# Big Thompson River and RMNP Colorado



## SeaOx 230C (Aug 12, 2005)

Stayed several days on the Big Thompson River near Estes Park and did a little fishing. This was my second attempt to fly fish for trout.


Fly fishing is not easy!!!!!! But it is sooooooo addicting!!!!!!!!!


Even though I got skunked I can't wait to go again.


Having fished all your life helps a little when it comes to finding fish and things like that. However when it comes to getting a free stone river wild trout to take a fly it's a whole different thing.


It can be very frustrating when you can see these fish and not make them bite.




Rod/Reel/Line: Cabela's 8'6" 5wt
Leader: 5X
Tippet: 5X and 3X
Flies: Para Adams, Elk Hair caddis, zebra midge, pheasant tail, copper john.


First afternoon I hit the Big T across the road from the cabin we stayed in, I was the third person I saw try this stretch so I did not expect much. I did not even see a fish, got no takes.


Next morning same location I saw several trout and had a take on a #18 parachute Adams. Pretty cool!!!!! There was this large boulder midstream and I just knew there had to be a fish there. I made several drifts and then bam there he was. I was excited as it was my first take on a dry fly.


I missed the take but it was still awesome to see the fish rise to the surface and try and eat my fly.


Hit a spot in RMNP that was very secluded only one other fisherman around. I had two takes and hooked one. The one I had on for a bit jumped, got me tangled in an over hang and got off. The other I flat missed the bite. I worked a pool that had several larger browns in it with no takes. I tied on a black bead head wooly bugger and got several to swim up to it and look but no takers. 


I don't now what I was doing wrong but I know I will be back and do it again.


I do know that I need to practice casting a lot more. Especially the roll cast, I can do it easily but need to get more accurate. I think that some of my issue is making too many casts before getting on target. By the time I hit my target I'm sure the fish knew I was there.

########################################

== Job ==
Carry on the fishing trip report about the Big Thompson River and Rocky Mountain National Park, starting right after its last sentence.

Named object pointing entries:
########################################

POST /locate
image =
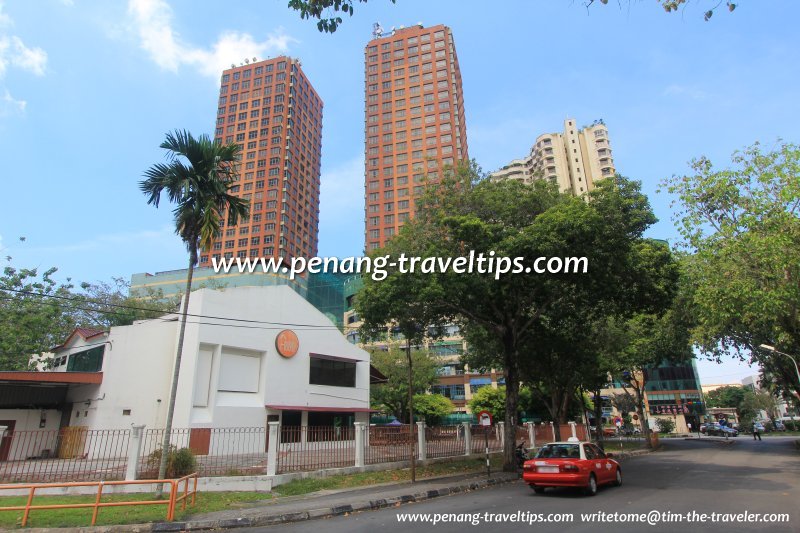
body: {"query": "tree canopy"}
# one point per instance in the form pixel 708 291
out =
pixel 741 227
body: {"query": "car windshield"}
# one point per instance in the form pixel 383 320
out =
pixel 549 451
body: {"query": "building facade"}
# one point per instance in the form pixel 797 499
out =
pixel 414 122
pixel 271 110
pixel 575 159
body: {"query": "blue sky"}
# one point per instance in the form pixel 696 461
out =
pixel 89 88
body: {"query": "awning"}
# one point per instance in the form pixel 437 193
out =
pixel 321 409
pixel 84 378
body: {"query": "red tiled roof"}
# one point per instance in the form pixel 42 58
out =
pixel 85 333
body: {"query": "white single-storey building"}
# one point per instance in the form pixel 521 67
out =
pixel 250 355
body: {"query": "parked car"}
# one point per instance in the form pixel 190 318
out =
pixel 571 464
pixel 718 430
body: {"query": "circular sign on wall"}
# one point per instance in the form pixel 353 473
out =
pixel 287 343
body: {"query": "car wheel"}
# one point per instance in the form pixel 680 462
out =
pixel 591 488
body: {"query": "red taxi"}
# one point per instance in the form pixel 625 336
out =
pixel 571 464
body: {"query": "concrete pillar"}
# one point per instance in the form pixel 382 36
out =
pixel 360 431
pixel 272 448
pixel 134 452
pixel 423 449
pixel 531 434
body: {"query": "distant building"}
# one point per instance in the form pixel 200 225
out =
pixel 575 159
pixel 414 122
pixel 271 110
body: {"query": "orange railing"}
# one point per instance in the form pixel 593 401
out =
pixel 171 502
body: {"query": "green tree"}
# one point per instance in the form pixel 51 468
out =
pixel 742 227
pixel 432 407
pixel 392 396
pixel 727 396
pixel 197 177
pixel 35 315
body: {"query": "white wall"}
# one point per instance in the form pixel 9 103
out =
pixel 137 369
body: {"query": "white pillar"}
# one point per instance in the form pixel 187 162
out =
pixel 423 449
pixel 360 431
pixel 531 434
pixel 467 438
pixel 272 448
pixel 134 452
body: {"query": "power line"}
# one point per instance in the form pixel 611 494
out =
pixel 135 308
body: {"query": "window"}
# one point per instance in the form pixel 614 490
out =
pixel 334 372
pixel 86 361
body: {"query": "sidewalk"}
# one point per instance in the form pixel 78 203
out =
pixel 322 504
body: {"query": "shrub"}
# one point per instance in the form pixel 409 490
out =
pixel 179 462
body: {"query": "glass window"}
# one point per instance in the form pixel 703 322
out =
pixel 331 372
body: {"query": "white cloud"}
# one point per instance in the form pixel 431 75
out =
pixel 152 23
pixel 16 53
pixel 10 105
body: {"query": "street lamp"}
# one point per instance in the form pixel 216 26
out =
pixel 769 348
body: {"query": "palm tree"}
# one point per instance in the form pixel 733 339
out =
pixel 197 177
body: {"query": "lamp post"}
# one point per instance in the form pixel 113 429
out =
pixel 769 348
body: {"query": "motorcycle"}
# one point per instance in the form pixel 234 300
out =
pixel 522 455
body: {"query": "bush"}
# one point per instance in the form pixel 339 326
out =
pixel 179 462
pixel 665 425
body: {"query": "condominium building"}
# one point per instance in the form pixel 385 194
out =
pixel 575 159
pixel 414 122
pixel 271 110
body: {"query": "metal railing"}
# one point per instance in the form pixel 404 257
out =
pixel 218 451
pixel 388 444
pixel 304 448
pixel 445 441
pixel 174 496
pixel 68 454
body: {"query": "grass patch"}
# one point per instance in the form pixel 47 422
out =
pixel 306 486
pixel 110 516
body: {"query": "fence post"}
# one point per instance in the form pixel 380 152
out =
pixel 134 452
pixel 467 438
pixel 272 448
pixel 572 425
pixel 423 450
pixel 531 434
pixel 359 429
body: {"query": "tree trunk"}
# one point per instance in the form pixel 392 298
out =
pixel 598 417
pixel 411 411
pixel 512 401
pixel 162 466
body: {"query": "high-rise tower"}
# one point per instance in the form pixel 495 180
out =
pixel 270 109
pixel 414 122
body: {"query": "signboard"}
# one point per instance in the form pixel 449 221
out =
pixel 287 343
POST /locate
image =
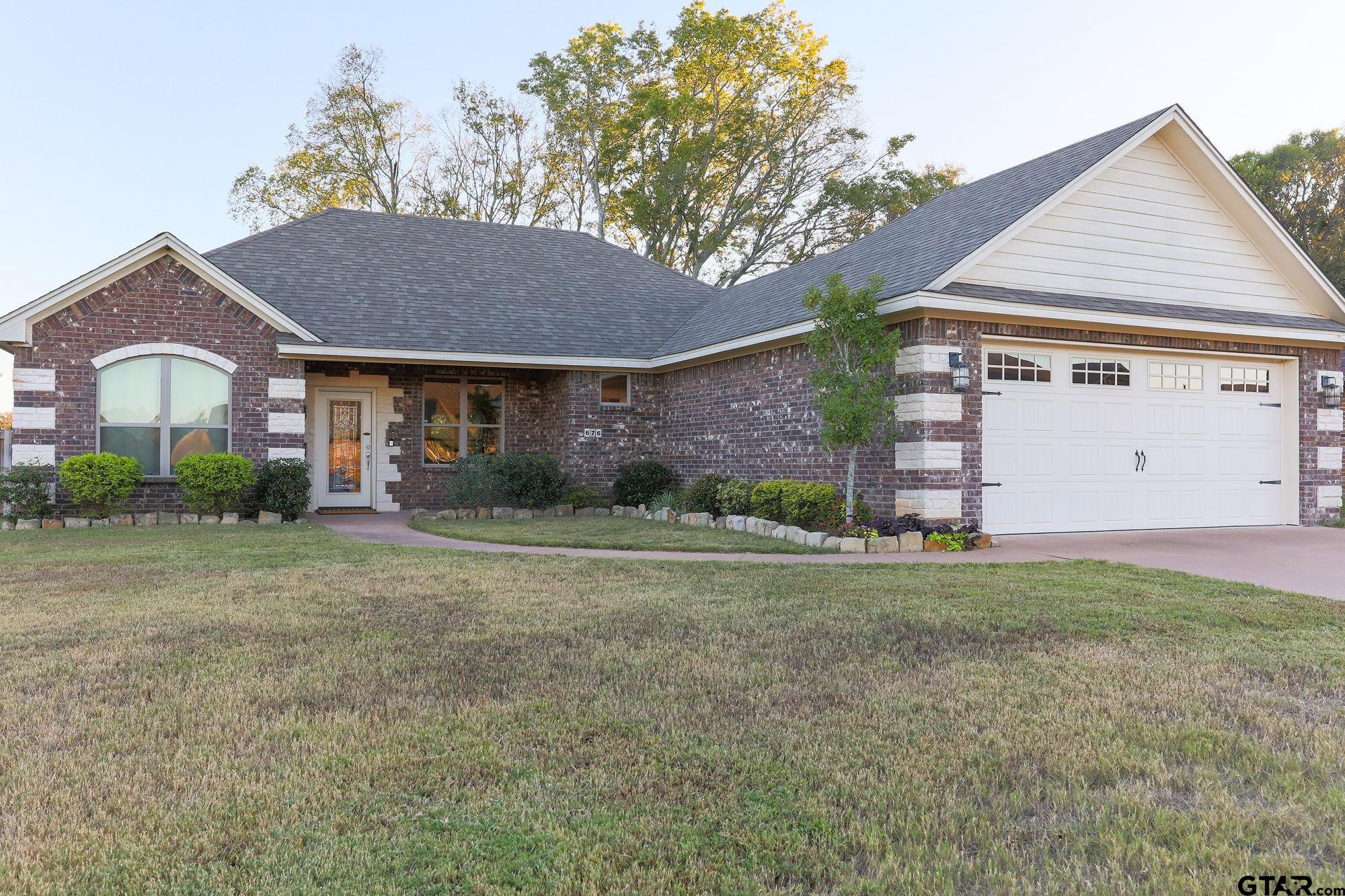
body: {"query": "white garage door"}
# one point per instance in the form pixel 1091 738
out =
pixel 1097 439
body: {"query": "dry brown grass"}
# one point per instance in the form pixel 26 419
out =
pixel 186 710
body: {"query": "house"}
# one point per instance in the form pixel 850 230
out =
pixel 1144 346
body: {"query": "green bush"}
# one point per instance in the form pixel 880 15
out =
pixel 215 483
pixel 583 497
pixel 512 481
pixel 703 495
pixel 26 491
pixel 284 487
pixel 641 481
pixel 102 485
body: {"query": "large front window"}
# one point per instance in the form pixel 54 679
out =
pixel 162 409
pixel 462 417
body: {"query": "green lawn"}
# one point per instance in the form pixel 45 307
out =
pixel 287 710
pixel 617 533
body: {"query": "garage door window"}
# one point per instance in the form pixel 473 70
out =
pixel 1176 377
pixel 1100 372
pixel 1243 378
pixel 1017 368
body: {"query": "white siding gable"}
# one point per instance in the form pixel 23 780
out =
pixel 1141 229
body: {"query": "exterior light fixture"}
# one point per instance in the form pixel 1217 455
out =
pixel 962 372
pixel 1331 392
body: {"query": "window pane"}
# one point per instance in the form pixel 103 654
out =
pixel 440 444
pixel 442 403
pixel 130 392
pixel 485 403
pixel 198 395
pixel 484 440
pixel 615 389
pixel 188 442
pixel 141 443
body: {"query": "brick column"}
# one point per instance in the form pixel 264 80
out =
pixel 938 454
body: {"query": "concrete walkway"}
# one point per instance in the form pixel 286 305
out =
pixel 392 529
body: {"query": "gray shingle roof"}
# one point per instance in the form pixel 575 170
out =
pixel 400 282
pixel 910 252
pixel 1147 309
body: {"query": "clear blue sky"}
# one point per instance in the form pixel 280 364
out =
pixel 123 120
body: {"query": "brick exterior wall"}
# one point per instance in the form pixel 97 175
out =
pixel 161 303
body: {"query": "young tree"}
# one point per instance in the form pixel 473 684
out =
pixel 1303 181
pixel 855 352
pixel 356 150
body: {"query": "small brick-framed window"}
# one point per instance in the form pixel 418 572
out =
pixel 615 391
pixel 1013 366
pixel 1178 377
pixel 462 416
pixel 1100 372
pixel 1238 378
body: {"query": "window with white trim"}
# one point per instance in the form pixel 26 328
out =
pixel 462 416
pixel 617 389
pixel 1171 376
pixel 1100 372
pixel 1013 366
pixel 1238 378
pixel 161 409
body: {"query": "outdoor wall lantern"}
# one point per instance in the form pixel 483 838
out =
pixel 962 372
pixel 1331 392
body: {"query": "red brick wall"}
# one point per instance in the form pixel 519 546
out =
pixel 162 302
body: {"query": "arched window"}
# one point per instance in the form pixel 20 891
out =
pixel 161 409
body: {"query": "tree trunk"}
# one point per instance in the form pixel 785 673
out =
pixel 849 485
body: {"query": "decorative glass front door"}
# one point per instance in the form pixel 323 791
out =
pixel 345 432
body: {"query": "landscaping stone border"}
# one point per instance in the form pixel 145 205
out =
pixel 909 542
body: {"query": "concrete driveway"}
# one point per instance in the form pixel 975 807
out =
pixel 1303 559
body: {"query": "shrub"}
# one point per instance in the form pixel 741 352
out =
pixel 215 483
pixel 283 487
pixel 736 498
pixel 513 479
pixel 641 481
pixel 28 491
pixel 102 485
pixel 582 497
pixel 703 495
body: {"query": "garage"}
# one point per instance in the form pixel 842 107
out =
pixel 1096 438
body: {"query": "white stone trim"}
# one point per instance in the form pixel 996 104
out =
pixel 34 455
pixel 925 358
pixel 929 455
pixel 927 407
pixel 34 417
pixel 284 388
pixel 165 349
pixel 931 503
pixel 290 424
pixel 34 380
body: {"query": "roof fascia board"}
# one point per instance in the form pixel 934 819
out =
pixel 18 325
pixel 988 248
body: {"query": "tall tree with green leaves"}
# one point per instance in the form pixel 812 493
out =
pixel 855 382
pixel 1303 182
pixel 356 150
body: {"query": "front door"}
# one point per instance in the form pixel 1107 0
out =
pixel 346 440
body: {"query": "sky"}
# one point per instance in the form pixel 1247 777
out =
pixel 124 120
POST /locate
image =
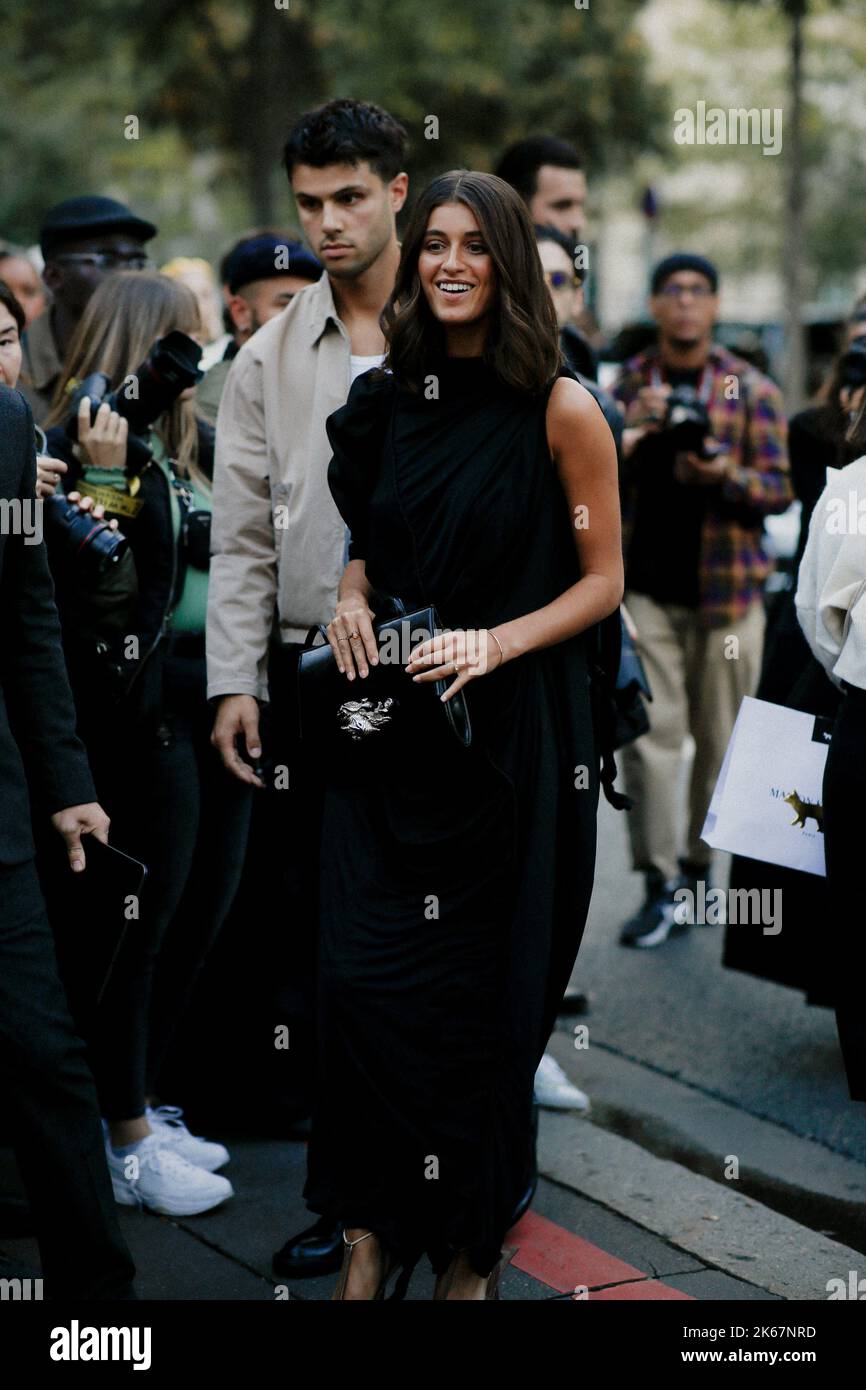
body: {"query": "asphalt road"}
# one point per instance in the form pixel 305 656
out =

########################################

== Final result ==
Lot's of wonderful sights to see gorgeous views every where you look. Will be heading back in mid November to try it again!!!!!


----------



## Kewlbreeze (Mar 15, 2019)

Sea oX, 

false casting is the bane of flyfishing. Your goal should be to make one to two false casts and then lay the fly out. Yes, it scares the fish and gets you tired. 

In dry fly fishing the goal is to lay the fly out above the water and let it drop down with little to no commotion. 

No so important with any subsurface flies (I suggest using a little bobber for nymph fishing - they make it much easier. 

Just remember when casting the rod tip goes back and forth in a straight line from the 10:00 o'clock position to the 1:00 o'clock position. The key is the abrupt stop at each end of the cast - that is how you transfer the power of the rod to theflyline. Get someone locally to show you how to double haul and all will become much easier - not so much false casting and much more distant. It is like riding a bike - once you do it once right - it becomes second nature. 

Keep it up!

Dennis
don't forget that saltwater fish eat flies too!!!


----------



## SeaOx 230C (Aug 12, 2005)

Thanks for the tips!!!

I will be heading back in November to try again.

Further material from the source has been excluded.